Excerpt provided -

The jury's findings were that the public property in question was in a dangerous condition at the time of the accident, and that the dangerous condition was not created by a negligent or wrongful act or omission of a responsible State employee. Thus, even assuming the jury concluded that the existence of the eucalyptus tree on the embankment constituted a dangerous condition of public property at the time of the accident, nevertheless, the jury plainly adopted Nahabedian's testimony that the State did not violate any Caltrans requirement when it planted the tree on the embankment in 1979 or 1980, and it reasonably concluded based on this evidence the State did not otherwise act unreasonably in planting young immature trees along the embankment. The jury was free to reject the theories of negligence or wrongdoing advanced by plaintiffs' experts.
Plaintiffs maintain that because the evidence before the jury was undisputed that Caltrans created the dangerous condition by designing and building a non-recoverable slope and later planting trees on the slope, we must reject the jury's findings under an exception to the substantial evidence rule set forth in Hicks v. Reis (1943) 21 Cal.2d 654, 660: that the jury cannot rely upon an inference when the inference is "rebutted by clear, positive and uncontradicted evidence of such a nature that it is not subject to doubt in the minds of reasonable men." However, plaintiffs' reliance on this principle presumes that mere creation of a dangerous condition requires a finding of liability under section 835, subdivision (a), a premise that we have already rejected based on Brown and the statute's plain language. Here, it is reasonable to conclude the jury rejected the theory of negligent or wrongful creation of any dangerous condition based not on any inference, but on Nahabedian's direct testimony that the planting of the accident tree on the slope in 1980 did not violate the Caltrans clear recovery zone standards applicable at the time.
B. Actual or Constructive Notice of Dangerous Condition
We further conclude that substantial evidence supports the jury's finding that State did not have actual or constructive notice of the dangerous condition.

Data records -
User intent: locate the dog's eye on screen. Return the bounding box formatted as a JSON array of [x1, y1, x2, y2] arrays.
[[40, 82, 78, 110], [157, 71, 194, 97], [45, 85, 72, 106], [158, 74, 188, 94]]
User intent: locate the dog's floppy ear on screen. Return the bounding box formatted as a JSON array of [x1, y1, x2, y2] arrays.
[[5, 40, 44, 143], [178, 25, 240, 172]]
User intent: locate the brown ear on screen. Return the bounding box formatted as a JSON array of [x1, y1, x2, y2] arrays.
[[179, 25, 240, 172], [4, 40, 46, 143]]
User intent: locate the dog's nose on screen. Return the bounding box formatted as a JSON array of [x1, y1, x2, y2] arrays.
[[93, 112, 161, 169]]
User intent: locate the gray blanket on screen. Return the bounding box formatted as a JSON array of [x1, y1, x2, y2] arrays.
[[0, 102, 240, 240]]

Given problem - Carry on the court opinion excerpt about the eucalyptus tree accident, starting after its last sentence. These records were drawn from a different source than the court opinion excerpt.

Reply -
"A public entity had actual notice of a dangerous condition . . . if it had actual knowledge of the existence of the condition and knew or should have known of its dangerous character." (§ 835.2, subd. (a).) "A public entity had constructive notice of a dangerous condition . . . only if the plaintiff establishes that the condition had existed for such a period of time and was of such an obvious nature that the public entity, in the exercise of due care, should have discovered the condition and its dangerous character." (§ 835.2, subd. (b).) The public entity must have had actual or constructive notice of the condition a sufficient time before the injury to have taken preventive measures. (See Cornette v. Department of Transportation (2001) 26 Cal.4th 63, 68.)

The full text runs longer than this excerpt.